• **Task item**
Among the entries, how many lines hold the word "below"? Respond with that number only.

• **Data records**
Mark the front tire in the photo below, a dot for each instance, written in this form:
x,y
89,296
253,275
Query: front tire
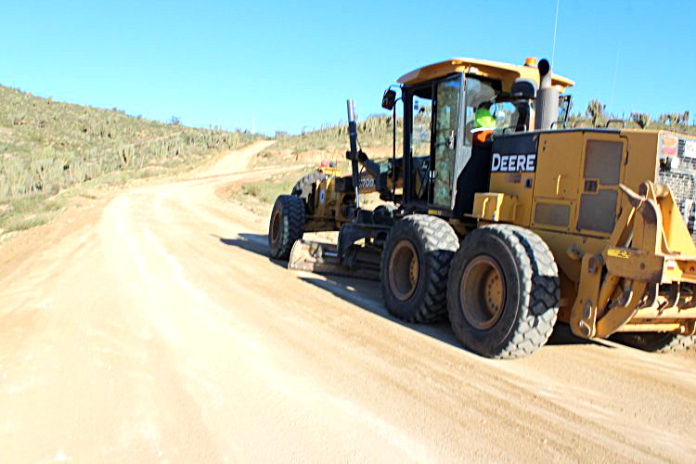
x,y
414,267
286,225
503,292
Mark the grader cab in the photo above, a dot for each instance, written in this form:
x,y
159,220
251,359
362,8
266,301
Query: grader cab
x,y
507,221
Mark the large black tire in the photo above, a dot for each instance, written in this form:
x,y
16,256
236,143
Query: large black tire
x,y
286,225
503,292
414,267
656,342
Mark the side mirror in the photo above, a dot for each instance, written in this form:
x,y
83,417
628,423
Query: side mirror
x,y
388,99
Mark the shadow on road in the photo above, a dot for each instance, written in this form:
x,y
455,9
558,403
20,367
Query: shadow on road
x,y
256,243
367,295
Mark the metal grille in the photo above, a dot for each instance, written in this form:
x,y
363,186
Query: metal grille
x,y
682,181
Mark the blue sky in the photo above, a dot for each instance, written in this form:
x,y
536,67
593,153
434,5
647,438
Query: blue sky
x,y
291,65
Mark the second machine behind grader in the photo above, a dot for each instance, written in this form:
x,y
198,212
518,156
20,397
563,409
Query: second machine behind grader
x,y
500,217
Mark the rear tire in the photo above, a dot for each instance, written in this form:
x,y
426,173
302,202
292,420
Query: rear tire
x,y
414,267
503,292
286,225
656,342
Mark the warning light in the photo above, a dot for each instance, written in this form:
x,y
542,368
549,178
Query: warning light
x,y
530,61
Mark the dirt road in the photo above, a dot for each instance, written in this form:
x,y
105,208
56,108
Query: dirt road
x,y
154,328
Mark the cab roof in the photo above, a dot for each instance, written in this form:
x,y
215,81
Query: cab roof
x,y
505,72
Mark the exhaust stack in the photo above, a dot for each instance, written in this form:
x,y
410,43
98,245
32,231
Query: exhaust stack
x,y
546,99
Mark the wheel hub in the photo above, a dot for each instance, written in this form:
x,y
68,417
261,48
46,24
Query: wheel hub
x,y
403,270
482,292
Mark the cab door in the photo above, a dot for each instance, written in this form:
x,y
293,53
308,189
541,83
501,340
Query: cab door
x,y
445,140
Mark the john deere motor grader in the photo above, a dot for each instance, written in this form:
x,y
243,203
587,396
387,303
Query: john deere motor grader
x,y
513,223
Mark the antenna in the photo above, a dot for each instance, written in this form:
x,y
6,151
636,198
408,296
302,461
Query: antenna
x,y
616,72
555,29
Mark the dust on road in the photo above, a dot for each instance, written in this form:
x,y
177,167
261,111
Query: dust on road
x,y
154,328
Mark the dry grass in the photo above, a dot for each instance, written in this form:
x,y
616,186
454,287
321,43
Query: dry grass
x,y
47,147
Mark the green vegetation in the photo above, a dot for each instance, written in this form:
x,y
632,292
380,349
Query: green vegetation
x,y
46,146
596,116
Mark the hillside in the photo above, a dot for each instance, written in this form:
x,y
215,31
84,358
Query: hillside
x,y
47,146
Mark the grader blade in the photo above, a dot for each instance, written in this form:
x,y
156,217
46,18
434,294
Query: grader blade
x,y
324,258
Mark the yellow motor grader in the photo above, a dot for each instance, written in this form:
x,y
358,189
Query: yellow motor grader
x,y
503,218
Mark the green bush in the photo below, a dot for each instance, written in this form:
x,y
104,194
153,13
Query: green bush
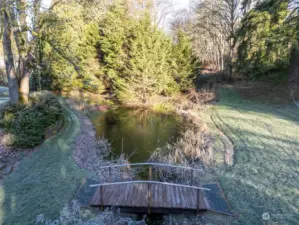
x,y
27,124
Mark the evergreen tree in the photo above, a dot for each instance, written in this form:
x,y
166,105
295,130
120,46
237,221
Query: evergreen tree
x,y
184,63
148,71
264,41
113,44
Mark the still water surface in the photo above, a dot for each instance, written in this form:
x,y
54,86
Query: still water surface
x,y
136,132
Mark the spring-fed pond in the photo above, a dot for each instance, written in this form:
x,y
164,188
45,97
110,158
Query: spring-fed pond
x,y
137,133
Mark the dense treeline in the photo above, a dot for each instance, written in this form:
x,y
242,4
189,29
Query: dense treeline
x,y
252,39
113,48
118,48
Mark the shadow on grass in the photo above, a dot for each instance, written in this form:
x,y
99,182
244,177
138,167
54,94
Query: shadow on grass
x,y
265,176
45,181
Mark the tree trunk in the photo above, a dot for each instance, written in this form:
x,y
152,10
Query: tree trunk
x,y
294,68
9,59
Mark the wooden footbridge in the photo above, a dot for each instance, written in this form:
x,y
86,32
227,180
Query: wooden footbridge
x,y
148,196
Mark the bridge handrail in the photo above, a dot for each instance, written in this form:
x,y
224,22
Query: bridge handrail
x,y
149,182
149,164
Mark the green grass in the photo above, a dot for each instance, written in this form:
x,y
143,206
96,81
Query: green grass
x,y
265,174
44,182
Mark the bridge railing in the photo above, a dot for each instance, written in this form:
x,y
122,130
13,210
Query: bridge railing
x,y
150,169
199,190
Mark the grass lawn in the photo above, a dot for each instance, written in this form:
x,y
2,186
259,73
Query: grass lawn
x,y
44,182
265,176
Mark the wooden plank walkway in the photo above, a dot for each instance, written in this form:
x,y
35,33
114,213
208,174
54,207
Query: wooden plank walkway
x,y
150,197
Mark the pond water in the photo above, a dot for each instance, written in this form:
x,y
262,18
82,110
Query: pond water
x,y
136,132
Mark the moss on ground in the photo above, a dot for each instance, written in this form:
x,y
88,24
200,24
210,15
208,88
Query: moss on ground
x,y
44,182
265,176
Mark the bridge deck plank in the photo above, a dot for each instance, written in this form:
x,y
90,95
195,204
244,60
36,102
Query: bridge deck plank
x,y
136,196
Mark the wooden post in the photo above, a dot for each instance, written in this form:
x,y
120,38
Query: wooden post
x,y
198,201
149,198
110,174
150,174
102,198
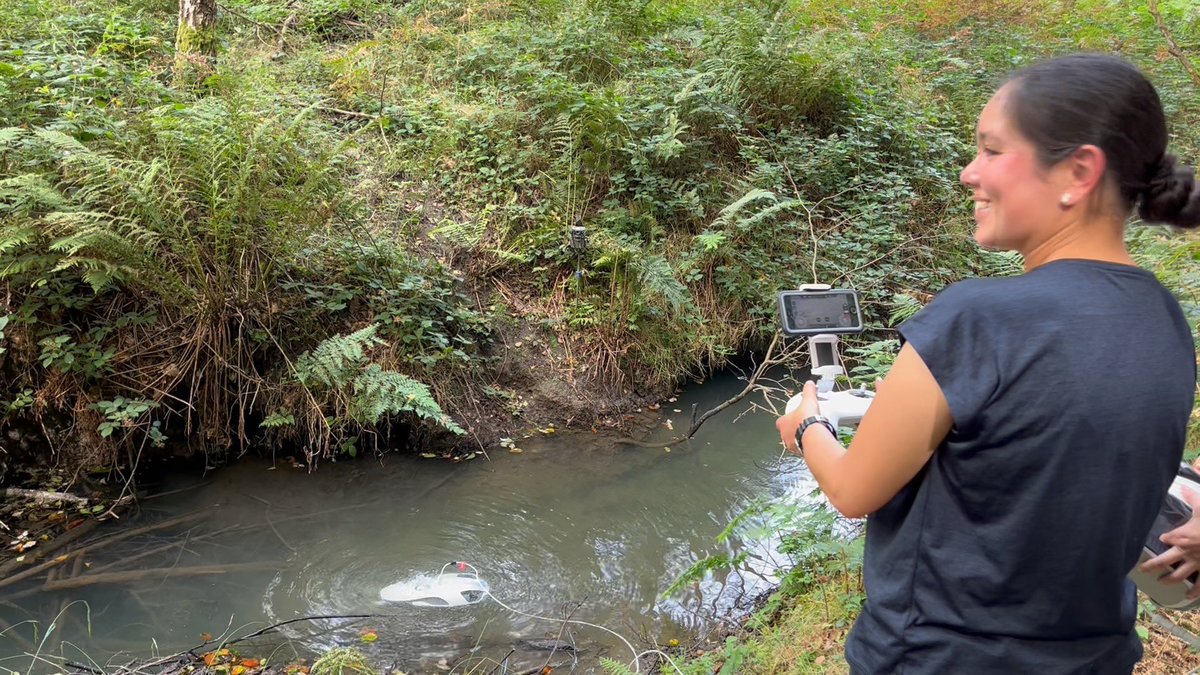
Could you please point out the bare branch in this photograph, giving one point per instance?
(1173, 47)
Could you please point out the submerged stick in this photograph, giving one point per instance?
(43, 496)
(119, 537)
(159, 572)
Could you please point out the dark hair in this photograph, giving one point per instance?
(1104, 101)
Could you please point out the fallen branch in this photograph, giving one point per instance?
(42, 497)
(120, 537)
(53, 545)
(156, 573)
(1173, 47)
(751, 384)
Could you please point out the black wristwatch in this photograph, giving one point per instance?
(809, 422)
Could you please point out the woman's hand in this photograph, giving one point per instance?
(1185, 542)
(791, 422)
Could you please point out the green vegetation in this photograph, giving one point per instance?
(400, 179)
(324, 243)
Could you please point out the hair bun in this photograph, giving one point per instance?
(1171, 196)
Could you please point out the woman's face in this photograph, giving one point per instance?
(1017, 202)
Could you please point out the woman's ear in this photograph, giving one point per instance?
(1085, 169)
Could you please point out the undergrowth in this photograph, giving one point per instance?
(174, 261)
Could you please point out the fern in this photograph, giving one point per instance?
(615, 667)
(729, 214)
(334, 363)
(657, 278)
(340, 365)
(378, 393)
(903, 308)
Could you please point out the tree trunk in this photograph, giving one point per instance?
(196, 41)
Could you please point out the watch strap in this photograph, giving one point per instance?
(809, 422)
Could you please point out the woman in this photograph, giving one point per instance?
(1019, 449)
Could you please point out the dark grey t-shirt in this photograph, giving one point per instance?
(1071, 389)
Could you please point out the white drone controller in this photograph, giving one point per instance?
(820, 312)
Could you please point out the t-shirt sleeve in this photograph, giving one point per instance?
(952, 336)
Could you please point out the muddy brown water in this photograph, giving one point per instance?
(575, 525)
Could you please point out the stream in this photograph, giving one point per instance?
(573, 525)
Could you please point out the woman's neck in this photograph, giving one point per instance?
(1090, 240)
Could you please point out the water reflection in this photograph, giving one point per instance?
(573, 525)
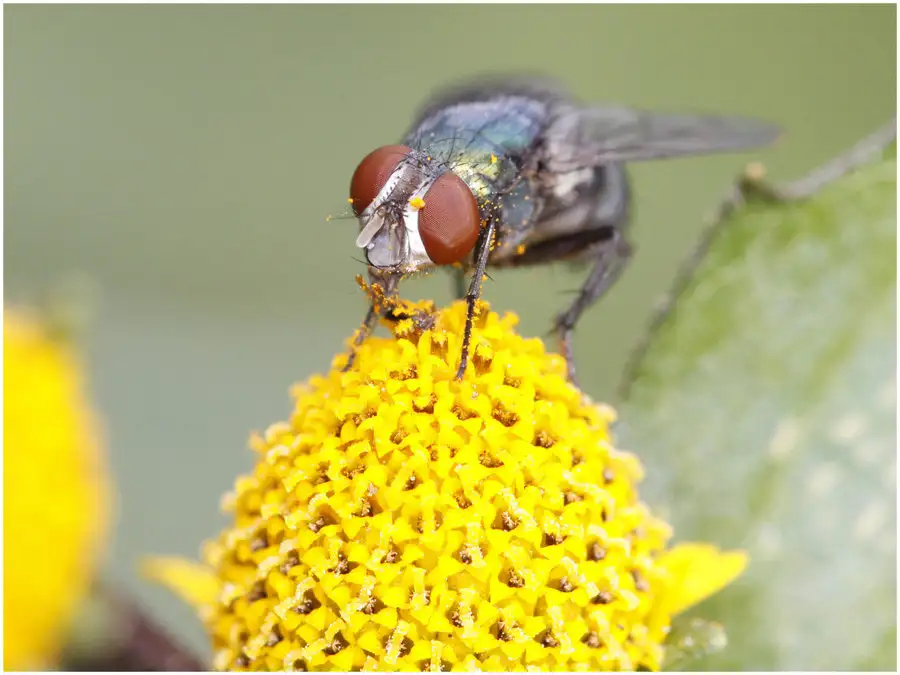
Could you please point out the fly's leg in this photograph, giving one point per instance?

• **Exercise response**
2